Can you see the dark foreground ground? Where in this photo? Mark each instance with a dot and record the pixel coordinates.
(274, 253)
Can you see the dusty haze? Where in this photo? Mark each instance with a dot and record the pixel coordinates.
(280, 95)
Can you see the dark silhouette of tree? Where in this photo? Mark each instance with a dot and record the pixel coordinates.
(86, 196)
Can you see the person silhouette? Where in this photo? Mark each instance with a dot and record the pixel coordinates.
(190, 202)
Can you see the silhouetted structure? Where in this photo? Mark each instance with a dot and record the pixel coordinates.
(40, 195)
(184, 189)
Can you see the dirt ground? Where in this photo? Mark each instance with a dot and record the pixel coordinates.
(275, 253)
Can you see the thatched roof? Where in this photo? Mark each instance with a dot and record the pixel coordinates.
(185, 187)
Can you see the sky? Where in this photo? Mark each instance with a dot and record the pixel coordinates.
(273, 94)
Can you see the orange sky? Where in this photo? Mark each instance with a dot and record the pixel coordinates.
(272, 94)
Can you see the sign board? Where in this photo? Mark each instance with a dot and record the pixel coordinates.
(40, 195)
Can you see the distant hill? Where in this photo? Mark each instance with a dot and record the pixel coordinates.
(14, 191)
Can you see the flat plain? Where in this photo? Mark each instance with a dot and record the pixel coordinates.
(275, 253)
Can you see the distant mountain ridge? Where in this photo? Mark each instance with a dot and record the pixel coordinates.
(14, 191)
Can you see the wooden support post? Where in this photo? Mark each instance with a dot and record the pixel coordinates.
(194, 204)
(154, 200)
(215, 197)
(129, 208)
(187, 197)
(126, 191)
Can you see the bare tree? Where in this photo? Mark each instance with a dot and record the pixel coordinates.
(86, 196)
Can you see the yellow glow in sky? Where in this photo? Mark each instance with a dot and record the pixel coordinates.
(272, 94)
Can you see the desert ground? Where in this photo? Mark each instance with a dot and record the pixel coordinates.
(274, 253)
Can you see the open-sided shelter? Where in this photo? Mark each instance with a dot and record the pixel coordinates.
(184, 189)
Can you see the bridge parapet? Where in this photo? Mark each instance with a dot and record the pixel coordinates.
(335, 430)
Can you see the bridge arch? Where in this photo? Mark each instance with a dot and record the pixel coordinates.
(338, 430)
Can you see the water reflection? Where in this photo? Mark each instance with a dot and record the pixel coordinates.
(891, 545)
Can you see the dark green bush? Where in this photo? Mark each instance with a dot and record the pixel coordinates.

--

HOW TO COMPLETE THIS TASK
Everything from the line containing "Can you see the desert" through the final line above must be copied exactly, with both ends kept.

WORKED SOLUTION
Can you see the desert ground? Where in this photo? Mark each instance with a dot and record the pixel coordinates.
(274, 253)
Can you see the open-sided shelter? Where in this photo? Mark each instance with a dot and record the pixel coordinates.
(184, 189)
Can you see the bridge parapet? Where in this photo? Mark each instance with a dot and record the pixel coordinates.
(335, 430)
Can you see the bridge arch? Where in this photo? Mark each instance with a dot and record the pixel coordinates.
(338, 430)
Can you see the water reflection? Where in this photo? Mark each instance with a dot and record the pixel coordinates.
(891, 545)
Can you see the dark green bush? Where in this photo? Mark each instance with a dot and record the pixel coordinates.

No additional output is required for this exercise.